Source extract

______

Program Description, M.S. in Computational Biology
The M.S. in Computational Biology program has a low student-to-faculty ratio to ensure that each student receives individual attention and advising. Together with the M.S. Program Advising Committee, each students designs a unique schedule of research and coursework to address specific needs and goals. Students may attend the Departmental Research Seminar and participate in the weekly Graduate Research Seminar (Journal Club), series that comprise a variety of presentations by outsides scientists, Carnegie Mellon faculty and students, permitting a penetrating look at varied scientific disciplines and contemporary investigative approaches. Students also attend various informal seminars whose topics range from scientific integrity and ethics to professional development.
Orientation & The Elizabeth Jones Annual Retreat
Matriculating students arrive at the Carnegie Mellon campus in August to attend the University-wide orientation. The week before classes start, the Department of Biological Sciences holds its orientation, which includes research presentations, course advising, building and campus tours, safety training and ethics discussions.
At the end of the first week of classes, the Department of Biological Sciences gathers for an offsite retreat. Students, postdoctoral fellows and faculty discuss their research and enjoy recreational activities in a relaxed, pastoral setting. During this retreat, new graduate students become well acquainted with the department and research interests of each laboratory. Faculty members and senior graduate students present informal talks, while other students present posters.
To receive the M.S. in Computational Biology degree, all students must take and successfully complete three Core Courses (which must be completed with an average grade of B).
- Computational Genomics and Molecular Biology 03-711
- Computational Methods for Biological Modeling and Simulation 03-712
- Choice of 02-730, 02-710, or another with the permission of the M.S. Advising Committee.
In the event that a course is cancelled, one of equivalent material and degree of difficulty may be substituted with permission of the M.S. Advising Committee.
In addition, students must add electives of their choice, earning a minimum of 99 units (including the Core Courses) required to graduate.
- A minimum of 36 units must be earned in graduate-level courses (700 level or above; 10-601 and 09-560 are also acceptable).
- A maximum of 27 units may be in undergraduate courses, which must be at the 200 level or above, and may not include a course equivalent to one previously required to complete a degree at another institution.
- Subject to the approval of the M.S. Advising Committee, relevant courses in other departments or at the University of Pittsburgh (through cross registration) may be taken for credit toward the 99 unit total.
- No grade lower than C shall be used for credit. The average grade of 99 units must be at least B.
Students taking summer courses pay tuition unless it is paid for by either their advisor or another source.
Each semester, all students are encouraged to register for and attend the weekly departmental Research Seminar (Graduate Seminar 03-750; 1 unit). Graduate students are strongly urged to meet the speakers to broaden their knowledge of cutting-edge biological science and to make useful contacts; the faculty host can arrange individual or small group meetings for interested students.
Graduate Research Seminar (Journal Club)

______

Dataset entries
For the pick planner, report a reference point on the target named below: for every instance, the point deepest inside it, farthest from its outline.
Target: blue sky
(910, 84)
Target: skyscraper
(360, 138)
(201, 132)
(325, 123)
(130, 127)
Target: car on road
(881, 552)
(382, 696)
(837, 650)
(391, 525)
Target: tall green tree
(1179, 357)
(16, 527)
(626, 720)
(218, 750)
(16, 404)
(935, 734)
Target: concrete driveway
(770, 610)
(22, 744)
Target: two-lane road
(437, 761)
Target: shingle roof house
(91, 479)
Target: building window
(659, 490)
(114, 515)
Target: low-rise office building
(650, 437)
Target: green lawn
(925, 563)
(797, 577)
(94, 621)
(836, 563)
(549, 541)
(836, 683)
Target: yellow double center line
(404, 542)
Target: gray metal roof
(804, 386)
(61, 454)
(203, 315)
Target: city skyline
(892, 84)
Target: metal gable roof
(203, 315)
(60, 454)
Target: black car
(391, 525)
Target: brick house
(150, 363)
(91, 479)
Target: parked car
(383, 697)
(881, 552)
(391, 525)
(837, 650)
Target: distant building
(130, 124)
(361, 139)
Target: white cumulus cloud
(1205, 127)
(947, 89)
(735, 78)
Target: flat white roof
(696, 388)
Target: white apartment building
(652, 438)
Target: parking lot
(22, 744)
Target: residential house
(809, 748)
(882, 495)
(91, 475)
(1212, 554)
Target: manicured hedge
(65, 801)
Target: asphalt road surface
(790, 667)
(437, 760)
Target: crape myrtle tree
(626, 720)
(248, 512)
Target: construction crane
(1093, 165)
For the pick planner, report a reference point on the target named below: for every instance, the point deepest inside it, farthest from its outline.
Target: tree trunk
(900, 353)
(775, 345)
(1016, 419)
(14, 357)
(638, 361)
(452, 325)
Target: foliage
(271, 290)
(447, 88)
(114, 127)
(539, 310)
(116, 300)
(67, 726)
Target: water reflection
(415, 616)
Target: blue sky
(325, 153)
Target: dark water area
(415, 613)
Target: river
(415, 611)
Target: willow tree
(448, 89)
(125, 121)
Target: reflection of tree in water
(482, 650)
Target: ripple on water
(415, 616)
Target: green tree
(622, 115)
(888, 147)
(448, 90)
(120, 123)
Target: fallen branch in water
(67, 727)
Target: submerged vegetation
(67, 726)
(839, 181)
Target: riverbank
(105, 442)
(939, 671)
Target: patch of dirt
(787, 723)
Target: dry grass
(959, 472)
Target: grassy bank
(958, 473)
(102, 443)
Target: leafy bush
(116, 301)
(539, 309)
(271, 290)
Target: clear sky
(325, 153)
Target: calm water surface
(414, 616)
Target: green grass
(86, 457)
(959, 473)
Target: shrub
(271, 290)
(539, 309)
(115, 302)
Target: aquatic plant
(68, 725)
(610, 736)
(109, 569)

______

List of tasks
[1] According to the program description, when does the Department of Biological Sciences gather for its offsite retreat?
[2] Reproduce the passage of the program description starting at "- Subject to" and ending at "for interested students.".

Expected responses
[1] At the end of the first week of classes.

[2]
- Subject to the approval of the M.S. Advising Committee, relevant courses in other departments or at the University of Pittsburgh (through cross registration) may be taken for credit toward the 99 unit total.
- No grade lower than C shall be used for credit. The average grade of 99 units must be at least B.
Students taking summer courses pay tuition unless it is paid for by either their advisor or another source.
Each semester, all students are encouraged to register for and attend the weekly departmental Research Seminar (Graduate Seminar 03-750; 1 unit). Graduate students are strongly urged to meet the speakers to broaden their knowledge of cutting-edge biological science and to make useful contacts; the faculty host can arrange individual or small group meetings for interested students.